• [INSTRUCTION A]: The excerpt on NASA's incident report mining names two problems. Explain what the second one, identifying contributing factors, requires in practice.
• [INSTRUCTION B]: List every line of the entries that contains the word "branch".

BEGIN PROVIDED TEXT

The purpose of this document is to present a preliminary evaluation the utility of the FAA 
Safety Analytics Thesaurus (SAT) utility in enhancing automated document processing 
applications under development at NASA Ames Research Center (ARC). Current 
development efforts at ARC are described, including overviews of the statistical machine 
learning techniques that have been investigated. An analysis of opportunities for applying 
thesaurus knowledge to improving algorithm performance is then presented. 

Background 

The Intelligent Data Mining group at NASA Ames Research Center has been developing 
machine learning algorithms and software tools to perform text mining and other 
document processing on the Aviation Safety Reporting System (ASRS) and Aviation 
Safety Action Program (ASAP) incident report databases. Two different problems are 
being addressed by this effort. The first is the automated categorization (classification) of 
incident reports by event type. The event types are drawn from the Distributed National 
ASAP Archive (DNAA) Master List [1] of 31 primary event types, and a report may 
belong to more than one event type category. The second task is to identify the 
contributing factors associated with each report’s events. That is, given a report and its 
event types, list the contributing factors associated with each event type. The 27 
contributing factor labels are also taken from the DNAA Master List.

END PROVIDED TEXT
BEGIN RECORDS

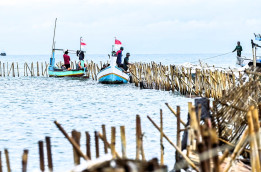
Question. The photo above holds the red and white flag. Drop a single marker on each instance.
(117, 42)
(117, 45)
(82, 44)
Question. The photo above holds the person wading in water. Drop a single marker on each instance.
(238, 49)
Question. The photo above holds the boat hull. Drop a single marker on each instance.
(65, 73)
(112, 75)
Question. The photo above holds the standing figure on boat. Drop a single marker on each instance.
(238, 49)
(119, 55)
(67, 59)
(126, 62)
(81, 64)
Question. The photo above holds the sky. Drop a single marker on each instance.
(143, 26)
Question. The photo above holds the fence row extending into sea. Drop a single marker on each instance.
(221, 134)
(204, 82)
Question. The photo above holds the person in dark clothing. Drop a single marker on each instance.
(119, 55)
(66, 59)
(126, 62)
(238, 49)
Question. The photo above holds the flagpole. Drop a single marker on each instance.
(80, 43)
(53, 46)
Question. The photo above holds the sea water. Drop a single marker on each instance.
(30, 105)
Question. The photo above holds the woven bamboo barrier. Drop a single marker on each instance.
(203, 82)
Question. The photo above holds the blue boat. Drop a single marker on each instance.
(257, 37)
(113, 74)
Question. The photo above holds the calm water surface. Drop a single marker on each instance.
(29, 105)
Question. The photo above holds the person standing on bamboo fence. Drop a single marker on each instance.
(126, 62)
(238, 49)
(67, 59)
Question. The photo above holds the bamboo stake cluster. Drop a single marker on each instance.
(199, 82)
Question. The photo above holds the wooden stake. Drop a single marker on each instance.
(24, 160)
(161, 139)
(17, 70)
(1, 166)
(105, 138)
(75, 145)
(49, 153)
(76, 136)
(179, 150)
(236, 150)
(172, 110)
(7, 161)
(97, 144)
(88, 145)
(41, 154)
(109, 145)
(138, 144)
(123, 142)
(113, 137)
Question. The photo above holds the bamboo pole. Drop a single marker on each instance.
(113, 137)
(138, 135)
(1, 166)
(13, 69)
(123, 142)
(24, 160)
(97, 144)
(75, 145)
(8, 166)
(3, 69)
(41, 155)
(236, 150)
(37, 68)
(76, 136)
(223, 157)
(172, 110)
(17, 70)
(255, 162)
(161, 139)
(178, 133)
(0, 72)
(42, 68)
(181, 153)
(49, 153)
(105, 138)
(88, 145)
(109, 145)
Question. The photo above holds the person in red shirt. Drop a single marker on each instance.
(66, 59)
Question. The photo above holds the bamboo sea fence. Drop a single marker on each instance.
(203, 82)
(203, 152)
(214, 143)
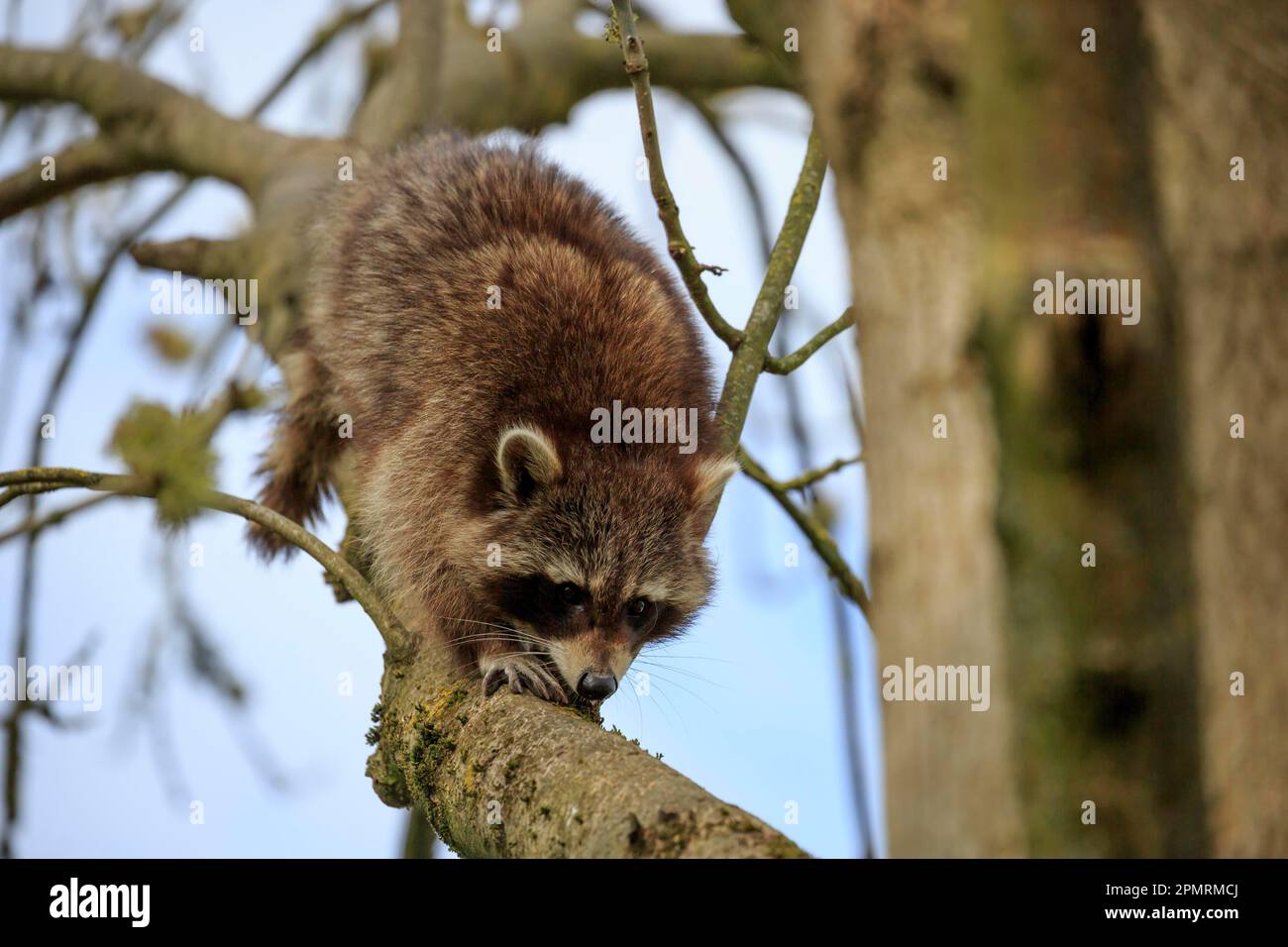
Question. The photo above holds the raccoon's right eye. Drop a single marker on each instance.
(572, 594)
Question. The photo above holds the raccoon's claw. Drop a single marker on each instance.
(520, 673)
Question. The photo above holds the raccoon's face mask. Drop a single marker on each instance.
(606, 554)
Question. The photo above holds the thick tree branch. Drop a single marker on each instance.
(91, 161)
(513, 776)
(163, 127)
(406, 98)
(129, 484)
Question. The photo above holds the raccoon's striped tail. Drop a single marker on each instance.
(299, 466)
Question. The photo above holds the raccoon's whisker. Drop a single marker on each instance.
(687, 673)
(660, 651)
(671, 703)
(476, 621)
(661, 709)
(675, 684)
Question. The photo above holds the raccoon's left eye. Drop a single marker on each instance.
(571, 594)
(642, 613)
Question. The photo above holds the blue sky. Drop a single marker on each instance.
(760, 723)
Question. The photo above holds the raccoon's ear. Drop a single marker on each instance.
(711, 475)
(526, 459)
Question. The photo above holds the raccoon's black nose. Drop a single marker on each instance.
(596, 686)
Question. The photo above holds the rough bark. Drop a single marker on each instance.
(936, 569)
(1087, 416)
(511, 776)
(1224, 75)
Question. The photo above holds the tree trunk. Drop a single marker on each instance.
(875, 73)
(1223, 71)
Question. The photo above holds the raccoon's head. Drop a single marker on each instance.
(600, 549)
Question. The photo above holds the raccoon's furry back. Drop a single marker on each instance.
(463, 287)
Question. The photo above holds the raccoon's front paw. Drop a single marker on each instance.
(520, 672)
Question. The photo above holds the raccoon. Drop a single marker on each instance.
(473, 307)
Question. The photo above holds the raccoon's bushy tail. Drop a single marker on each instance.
(299, 466)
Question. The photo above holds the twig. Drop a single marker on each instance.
(129, 484)
(789, 364)
(810, 476)
(668, 210)
(54, 518)
(814, 531)
(748, 360)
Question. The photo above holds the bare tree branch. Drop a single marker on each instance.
(669, 211)
(91, 161)
(814, 531)
(165, 127)
(407, 98)
(748, 360)
(789, 364)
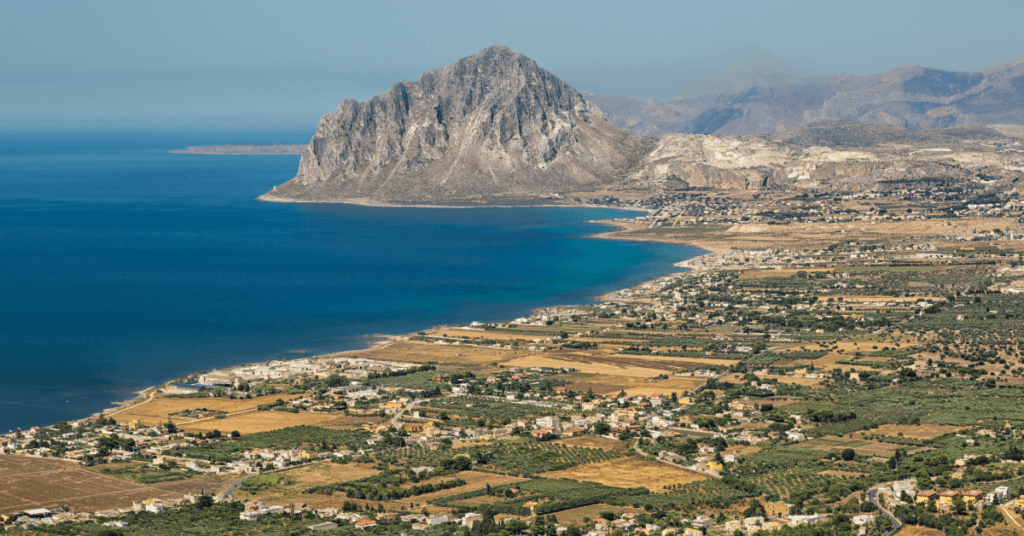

END RECORDS

• [CORRECT OUTPUT A]: Given a report and the event types it belongs to, the system must list the contributing factors tied to each of those event types. The 27 contributing factor labels it can choose from come from the DNAA Master List.

• [CORRECT OUTPUT B]:
Question. The photo above holds the thick tree branch. Drop a single marker on each instance.
Question. The photo above holds the bare tree branch. Drop a single marker on each instance.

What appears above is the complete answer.